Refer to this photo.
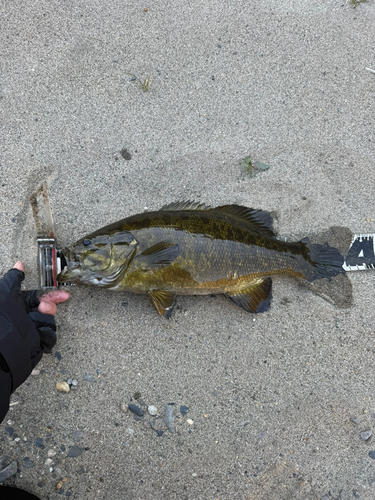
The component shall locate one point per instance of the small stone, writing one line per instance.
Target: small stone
(135, 409)
(75, 451)
(38, 442)
(168, 417)
(8, 472)
(63, 387)
(124, 407)
(365, 435)
(77, 435)
(152, 410)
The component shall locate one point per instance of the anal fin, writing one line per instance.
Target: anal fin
(163, 301)
(256, 297)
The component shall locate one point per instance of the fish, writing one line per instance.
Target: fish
(189, 248)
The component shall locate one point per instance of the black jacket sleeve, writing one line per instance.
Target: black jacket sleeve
(5, 388)
(20, 348)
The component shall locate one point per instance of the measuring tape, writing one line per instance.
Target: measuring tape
(361, 255)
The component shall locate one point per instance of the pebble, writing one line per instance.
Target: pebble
(124, 407)
(135, 409)
(8, 472)
(77, 435)
(365, 435)
(75, 451)
(38, 442)
(152, 410)
(63, 387)
(168, 418)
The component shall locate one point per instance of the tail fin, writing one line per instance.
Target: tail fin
(325, 261)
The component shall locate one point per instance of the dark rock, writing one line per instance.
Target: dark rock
(75, 451)
(77, 435)
(184, 410)
(135, 409)
(8, 472)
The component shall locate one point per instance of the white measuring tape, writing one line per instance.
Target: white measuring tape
(361, 255)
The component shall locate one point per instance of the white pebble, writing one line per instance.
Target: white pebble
(152, 410)
(63, 387)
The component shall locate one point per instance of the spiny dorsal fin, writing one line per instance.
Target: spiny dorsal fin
(256, 297)
(258, 220)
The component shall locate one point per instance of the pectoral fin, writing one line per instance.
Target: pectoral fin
(159, 255)
(163, 301)
(256, 297)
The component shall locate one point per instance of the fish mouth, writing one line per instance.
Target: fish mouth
(73, 272)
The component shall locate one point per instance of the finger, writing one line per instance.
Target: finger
(56, 296)
(11, 281)
(47, 308)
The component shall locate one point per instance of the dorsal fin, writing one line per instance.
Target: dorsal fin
(258, 220)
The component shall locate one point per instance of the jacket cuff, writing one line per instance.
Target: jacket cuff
(5, 391)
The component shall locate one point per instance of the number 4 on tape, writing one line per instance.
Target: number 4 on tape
(361, 255)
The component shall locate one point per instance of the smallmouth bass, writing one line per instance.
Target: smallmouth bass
(187, 248)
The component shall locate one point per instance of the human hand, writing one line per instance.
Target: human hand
(27, 325)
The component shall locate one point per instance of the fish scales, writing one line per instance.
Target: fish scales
(230, 250)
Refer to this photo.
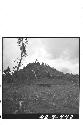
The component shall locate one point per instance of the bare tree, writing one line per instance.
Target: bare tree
(22, 43)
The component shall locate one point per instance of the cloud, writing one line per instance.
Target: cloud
(60, 53)
(66, 48)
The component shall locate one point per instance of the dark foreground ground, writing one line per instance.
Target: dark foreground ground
(50, 96)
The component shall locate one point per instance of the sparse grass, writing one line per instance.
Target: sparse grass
(57, 98)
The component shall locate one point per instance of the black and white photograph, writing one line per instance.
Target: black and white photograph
(40, 77)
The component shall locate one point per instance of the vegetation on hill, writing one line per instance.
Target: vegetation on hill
(38, 88)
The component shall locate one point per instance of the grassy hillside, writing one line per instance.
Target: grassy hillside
(40, 89)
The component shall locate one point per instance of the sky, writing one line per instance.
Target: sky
(60, 53)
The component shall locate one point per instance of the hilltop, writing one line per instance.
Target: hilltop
(34, 72)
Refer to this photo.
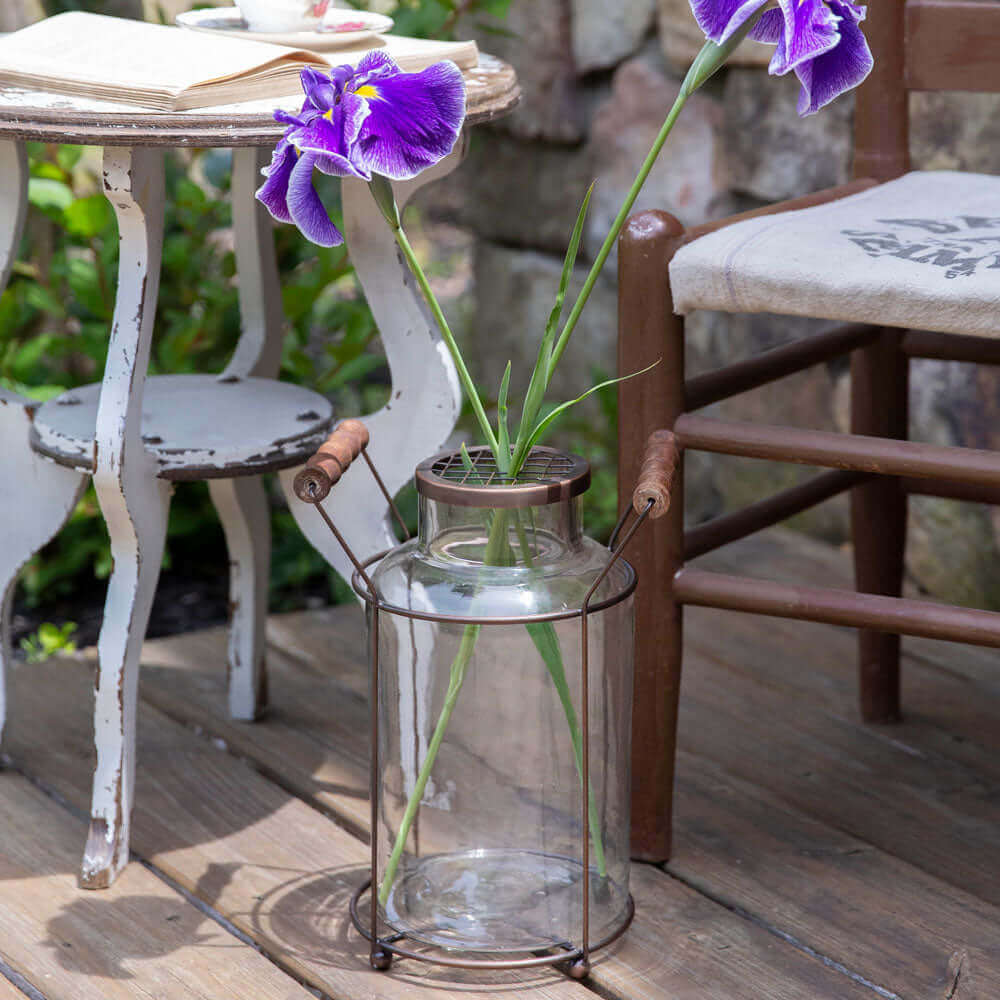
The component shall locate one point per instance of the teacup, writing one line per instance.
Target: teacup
(283, 15)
-------------------------
Everything in the entries above should be transcribed exactly, apart from the pictures.

Refer to this photo.
The component shall locate one point per instance of the small stone, writing one line per instance.
Target: small stone
(135, 409)
(75, 451)
(38, 442)
(168, 417)
(8, 472)
(63, 387)
(124, 407)
(365, 435)
(77, 435)
(152, 410)
The component shall locate one point per instance of the anal fin, writing one line per instance.
Target: anal fin
(163, 301)
(256, 297)
The component shall locate one point per instance of the fish, writing one line per instance.
Target: fish
(189, 248)
The component shall locate one point per instance of the black jacket sleeve, writing one line per instance.
Target: black jacket sleeve
(5, 388)
(20, 348)
The component shall locate one point per instance of the measuring tape, writing one line per instance.
Target: measuring tape
(361, 255)
The component shall locate one point per instance of the pebble, writing one line per instance.
Target: pebble
(124, 407)
(135, 409)
(8, 472)
(77, 435)
(365, 435)
(75, 451)
(38, 442)
(152, 410)
(63, 387)
(168, 418)
The component shall locate one point per instance of the tail fin, writing one line per instance.
Target: tail fin
(325, 261)
The component shall locate one point per instance of the dark rock, writing one line per instance.
Target: dark rock
(75, 451)
(77, 435)
(184, 410)
(135, 409)
(8, 472)
The component shall locate one point per instance of the white measuring tape, writing one line per instance.
Target: white measuring tape
(361, 255)
The component shall locate one point per instance of the white pebble, writing one line per instance.
Target: white pebble
(152, 410)
(63, 387)
The component shall locate one point per instance of the spiny dorsal fin, writing one line per instance.
Target: spiny dorsal fin
(256, 297)
(258, 220)
The component shall locate one point per instance of the pectoral fin, writing one line per instance.
Target: pectoral fin
(159, 255)
(163, 301)
(256, 297)
The component shall locate one point per instance of the fish mouth, writing one line per instance.
Target: fish mouth
(73, 272)
The component shall locate one point per instance of the finger, writing one line per instance.
Target: finger
(56, 296)
(11, 281)
(47, 308)
The component shall locate one point per instance of the dorsal fin, writing one line per instance.
Target: dorsal fin
(258, 220)
The component shall locate one point per instance of the jacket cuff, writing one line per instance.
Target: jacket cuff
(5, 391)
The component shall locate one point per instance of the number 4 on tape, writing one line per instance.
Target: number 4 on tape
(361, 255)
The component shall locate one point per instance of the smallmouth bass, writing one line per instance.
Target: smallmouth bass
(187, 248)
The component shall locate one point per instance of the human hand, writing one line per instance.
Target: human hand
(27, 325)
The component shall locate one point per instance of the fish scales, writing one line per instance.
Target: fish scales
(230, 250)
Refer to this photo.
The component shall locate one point per instance of the bare tree, writing one line per instance.
Target: bare tree
(22, 43)
The component shall locate one point per instance of the cloud, writing one line per instance.
Target: cloud
(60, 53)
(66, 48)
The component shall locate one point per instance of the dark foreground ground, writing one line per instance.
Target: dark foreground ground
(50, 96)
The component shall locate one point per instance of the sparse grass, writing one line per instance.
Target: sparse grass
(57, 98)
The component shall locate one point per instance of the black and white photograph, writing one line per instance.
Target: black and white photograph
(40, 77)
The component shall locate one point per instance of the vegetation on hill, writing one line per instance.
Target: vegetation on hill
(38, 88)
The component shall locate one point per instance of the grassy hillside, writing one line per instance.
Target: grassy hillside
(40, 89)
The component shall locate one point per instance of the sky, writing one line per instance.
Target: sky
(60, 53)
The component shall locate one point per instance of the hilltop, writing one line per instance.
Target: hilltop
(34, 72)
Refer to this photo.
The component shall locate one point per instance of the teacup, writing one line per instance.
Target: teacup
(283, 15)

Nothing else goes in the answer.